__JOB A__. Copy everything from "## roadkill (May" down to "Either way welcome." in the forum thread welcoming Ghostie, switching "madness" to "party".
__JOB B__. Pick up the forum thread welcoming Ghostie after its final sentence and continue it.
-- Begin PAGE EXTRACT --
# A nice big Welcome to Ghostie!



## Frighteners Entertainment (Jan 24, 2006)

Yeap, tried to sneek in without saying Hi?

Welcome to Z's St!


----------



## grapegrl (Jan 3, 2006)

Hi and welcome, ghostie!


----------



## DeathTouch (Sep 6, 2005)

Yea, welcome ghostie. And don't forget to say Hi too!


----------



## Frighteners Entertainment (Jan 24, 2006)

I PM'd ghostie "the gig is up!" lol


----------



## Michigal (Jan 3, 2006)

Adding another welcome to you, ghostie. Glad you're here.


----------



## roadkill (May 11, 2006)

Welcome to the madness Ghostie! Hope you have fun here. . . I'm sure you will.


----------



## claymud (Aug 21, 2005)

Welcome to the street... or is this a avanue? Either way welcome.


----------



## Zombie-F (Apr 12, 2004)

Welcome aboard ghostie!


----------



## Hella (Feb 6, 2006)

Welcome Ghostie!

don't be shy, we only bite if you ask...


----------



## HalloweenRick (Nov 25, 2005)

Welcome Ghostie!


----------



## ghostie (May 15, 2006)

Holy moley! You guys are NICE! Wow. Do I feel privilegded!
-- End PAGE EXTRACT --
-- Begin INFORMATION SUPPLIED --
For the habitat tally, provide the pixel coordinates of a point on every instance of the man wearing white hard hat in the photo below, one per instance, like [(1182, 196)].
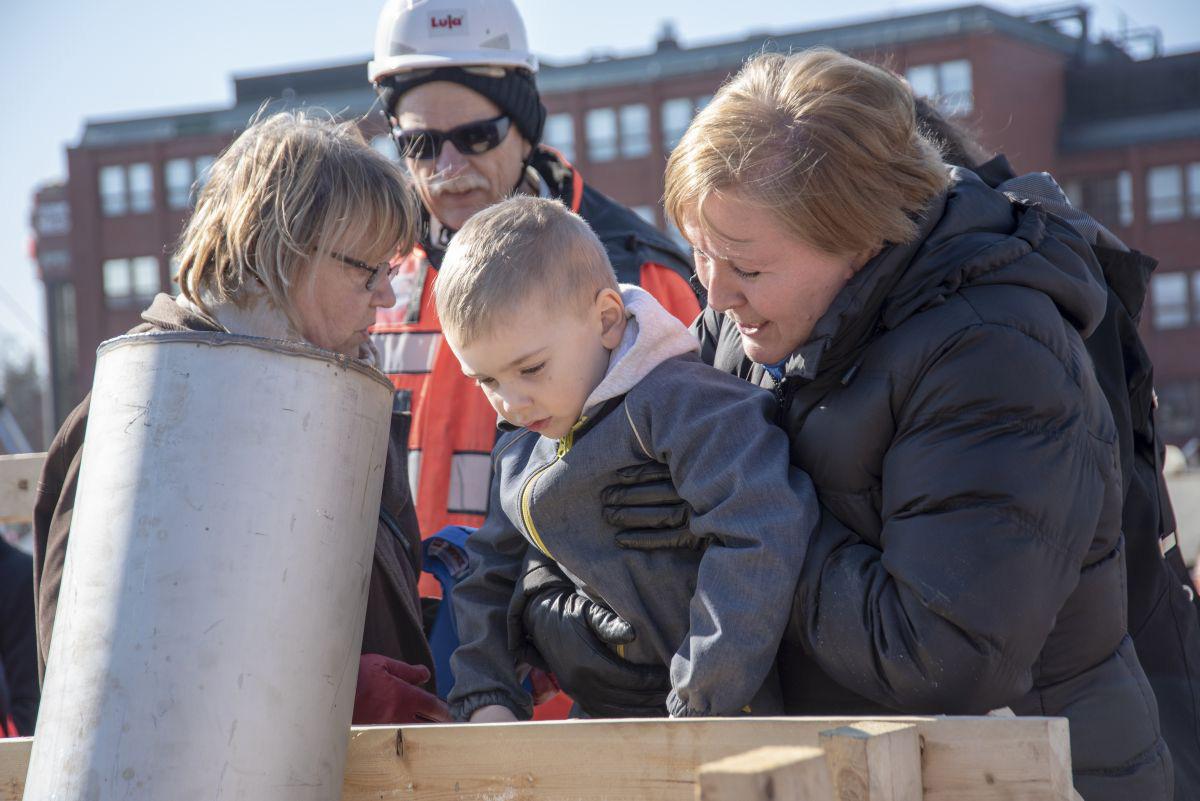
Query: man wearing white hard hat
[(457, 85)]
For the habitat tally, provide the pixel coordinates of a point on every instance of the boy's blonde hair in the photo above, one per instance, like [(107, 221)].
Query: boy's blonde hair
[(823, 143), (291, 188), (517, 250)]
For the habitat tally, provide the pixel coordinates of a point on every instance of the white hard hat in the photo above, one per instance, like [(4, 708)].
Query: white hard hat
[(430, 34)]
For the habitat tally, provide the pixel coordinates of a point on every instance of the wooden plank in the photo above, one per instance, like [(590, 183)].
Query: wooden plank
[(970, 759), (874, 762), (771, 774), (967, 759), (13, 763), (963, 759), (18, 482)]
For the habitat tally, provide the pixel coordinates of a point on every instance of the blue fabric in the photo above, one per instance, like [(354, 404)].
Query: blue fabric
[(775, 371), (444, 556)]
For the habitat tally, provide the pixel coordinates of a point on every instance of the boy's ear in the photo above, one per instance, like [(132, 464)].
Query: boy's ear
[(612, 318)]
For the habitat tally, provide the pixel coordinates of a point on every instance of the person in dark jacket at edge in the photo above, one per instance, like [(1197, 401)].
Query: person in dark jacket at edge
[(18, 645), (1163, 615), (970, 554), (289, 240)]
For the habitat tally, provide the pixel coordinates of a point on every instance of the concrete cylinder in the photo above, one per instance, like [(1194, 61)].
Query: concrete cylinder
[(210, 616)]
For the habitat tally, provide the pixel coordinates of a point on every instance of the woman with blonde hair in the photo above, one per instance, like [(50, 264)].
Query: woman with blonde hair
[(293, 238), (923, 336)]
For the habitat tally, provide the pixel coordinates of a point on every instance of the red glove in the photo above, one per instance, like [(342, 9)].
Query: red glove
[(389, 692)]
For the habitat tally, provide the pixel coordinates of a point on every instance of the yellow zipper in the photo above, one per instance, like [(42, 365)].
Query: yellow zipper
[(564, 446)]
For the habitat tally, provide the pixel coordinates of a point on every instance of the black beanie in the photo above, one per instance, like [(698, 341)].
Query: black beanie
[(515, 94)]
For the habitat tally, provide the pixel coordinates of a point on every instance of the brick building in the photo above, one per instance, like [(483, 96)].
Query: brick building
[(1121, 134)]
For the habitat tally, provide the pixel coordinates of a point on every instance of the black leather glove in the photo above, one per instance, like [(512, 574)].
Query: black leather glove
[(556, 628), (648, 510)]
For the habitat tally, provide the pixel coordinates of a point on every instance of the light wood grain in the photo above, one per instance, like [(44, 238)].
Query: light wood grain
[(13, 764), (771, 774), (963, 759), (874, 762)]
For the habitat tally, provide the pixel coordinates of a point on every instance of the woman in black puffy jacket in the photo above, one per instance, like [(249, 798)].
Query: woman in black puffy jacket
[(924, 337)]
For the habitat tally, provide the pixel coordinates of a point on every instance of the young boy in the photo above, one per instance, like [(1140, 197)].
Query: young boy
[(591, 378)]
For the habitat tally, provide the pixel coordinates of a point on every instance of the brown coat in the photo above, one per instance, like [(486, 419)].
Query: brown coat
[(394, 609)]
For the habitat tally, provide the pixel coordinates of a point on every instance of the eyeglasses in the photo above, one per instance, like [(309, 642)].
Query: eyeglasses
-- End INFORMATION SUPPLIED --
__RESPONSE A__.
## roadkill (May 11, 2006)

Welcome to the party Ghostie! Hope you have fun here. . . I'm sure you will.


----------



## claymud (Aug 21, 2005)

Welcome to the street... or is this a avanue? Either way welcome.

__RESPONSE B__.
Well, ahem...My husband and I are pretty new to haunting. We live in Minneapolis, MN and are in our mid-thirties. We've decorated for years, but just not to the extreme of you folks until this past year. After seeing what home haunters can do, I was ashamed of my pathetic graveyard. We're making up for it now! These forums have been such a riot. I had NO idea there were other people as wierd as me out there! Ha ha.

Anyway, we've started our own website with some of our props and it's growing daily. Check it out here. Since I don't want to ramble, I'll just leave you all with a big THANK YOU for the extremely warm welcome!


----------



## TipoDeemin (Oct 8, 2005)

Hello and welcome.  A little late, but better late than never, eh?


----------



## Bone Dancer (Oct 7, 2005)

Cool website there ghostie. Looks like your in the spirit of things.


----------



## ghostie (May 15, 2006)

Thanks! Can't wait until all the props are done and pics uploaded. (but I have a sneeky suspicion it will never be done since we'll just keep adding stuff!)


----------



## ghostie (May 15, 2006)

(and I can't wait until post thirty, so I can get the avatar people recognize as me out there!)


----------



## Death's Door (Mar 22, 2006)

Welcome to the street Ghostie. Don't be ashamed of anything you started doing for Halloween. When I started out, I just had a few things placed around and now every year I just add on to it. Ya gotta start somewhere.


----------



## Dr Morbius (Sep 21, 2004)

Welcome Ghostie! Glad to have you with us.


----------



## Sinister (Apr 18, 2004)

Welcome Ghostie!


----------



## Blackwidow (Jul 9, 2005)

Greetings Ghostie and welcome. You've got some great props there! I really like that feathered owl...I bet putting on all those feathers took loads of patience


----------



## ghostie (May 15, 2006)

Thanks Blackwidow, I have to admit, it did test my patience! But it's the finished product that keeps us all going, right?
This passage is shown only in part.